= RECORDS PROVIDED =
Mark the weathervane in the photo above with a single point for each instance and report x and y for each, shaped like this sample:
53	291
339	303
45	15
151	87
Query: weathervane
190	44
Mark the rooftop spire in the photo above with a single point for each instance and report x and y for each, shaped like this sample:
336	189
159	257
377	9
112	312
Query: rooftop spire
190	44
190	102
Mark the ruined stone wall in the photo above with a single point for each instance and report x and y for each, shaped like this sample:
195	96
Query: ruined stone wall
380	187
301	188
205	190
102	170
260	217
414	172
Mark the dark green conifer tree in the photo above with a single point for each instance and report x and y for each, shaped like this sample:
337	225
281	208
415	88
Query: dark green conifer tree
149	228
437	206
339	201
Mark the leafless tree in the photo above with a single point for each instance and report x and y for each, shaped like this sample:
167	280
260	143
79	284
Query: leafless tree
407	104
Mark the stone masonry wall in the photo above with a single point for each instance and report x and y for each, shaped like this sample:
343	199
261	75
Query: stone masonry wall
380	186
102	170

= WHAT YOU SHOULD DO =
Rewrite every line of the entries above as one numbered list, skipping any blank lines.

= THE COMPLETED TASK =
1. Mark the weathervane in the photo above with a single point for each instance and report x and y for each, shaped like this sample:
2. 53	291
3. 339	303
4. 45	15
5. 151	87
6. Query: weathervane
7. 190	44
8. Mark the rooftop spire in the photo above with a single point for each instance and report x and y for each, shaped like this sample:
9. 336	189
10. 159	257
11. 377	9
12. 112	312
13. Query: rooftop spire
14. 190	44
15. 190	102
16. Mark the ruined stone wall in the photo above with a single point for each instance and report x and y for each, shaped like this sample:
17. 195	96
18. Query: ruined stone wall
19. 380	187
20. 301	188
21. 205	190
22. 102	170
23. 260	217
24. 414	172
25. Mark the dark green conifer tree in the photo above with a single point for each instance and report x and y for each, shaped like this sample:
26. 337	225
27. 281	208
28. 415	88
29. Query: dark green conifer tree
30. 149	228
31. 437	206
32. 339	201
33. Mark the leafless tree in the photo above with a single point for each instance and report x and y for each, shaped like this sample:
34. 167	280
35. 260	143
36. 79	284
37. Query: leafless tree
38. 407	104
39. Mark the stone masonry wall in the photo above with a single point for each instance and report x and y for each, shaped like this sample:
40. 343	199
41. 261	75
42. Query: stone masonry wall
43. 380	186
44. 102	170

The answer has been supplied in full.